Records to process >>

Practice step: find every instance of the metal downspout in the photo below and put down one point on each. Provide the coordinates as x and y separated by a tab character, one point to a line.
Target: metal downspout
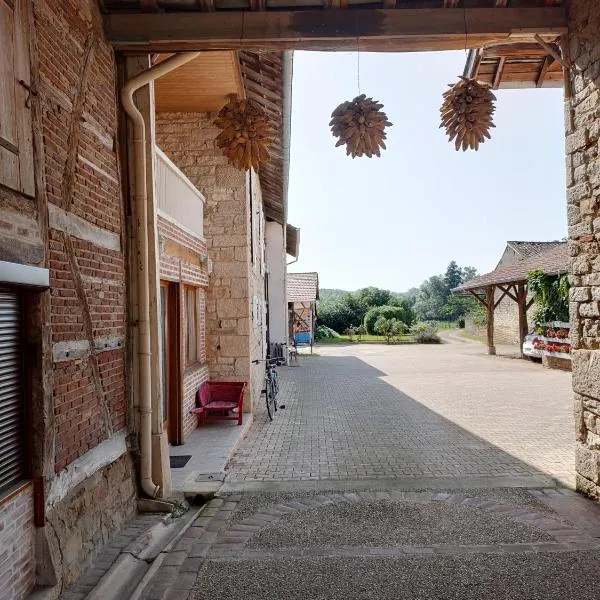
141	206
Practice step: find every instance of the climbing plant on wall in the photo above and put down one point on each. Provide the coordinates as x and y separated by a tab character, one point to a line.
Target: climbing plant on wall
550	294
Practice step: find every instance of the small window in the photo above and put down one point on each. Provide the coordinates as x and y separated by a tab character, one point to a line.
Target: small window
192	353
13	458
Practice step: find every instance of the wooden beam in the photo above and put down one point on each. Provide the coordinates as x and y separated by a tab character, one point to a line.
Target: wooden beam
553	51
477	297
500	299
507	291
489	293
206	5
499	71
542	74
376	29
521	303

What you need to do >> Repeat, exactly and only, the lines above from the one containing "Practice step: find every instance of the climbing" through the end of the material.

Answer box >>
Practice step: find every instance of the climbing plant on wall in the photo above and put down one point on each. Provide the coordinates as x and y separated by a tab character, one point to a line.
Target: climbing plant on wall
550	294
Practice step: find every instance of the small window in the photo above and put down one point on each. Provide the coordinates as x and y separated by a tab character, one point to a line.
Target: small window
192	353
13	458
Practice step: find every instance of the wooden beam in the photo above and put down one point on each. Provide the coordinates as x and y separated by a tab character, one point to a line.
Target: wooden beam
553	51
477	297
500	299
507	291
489	293
206	5
499	71
542	74
376	29
521	303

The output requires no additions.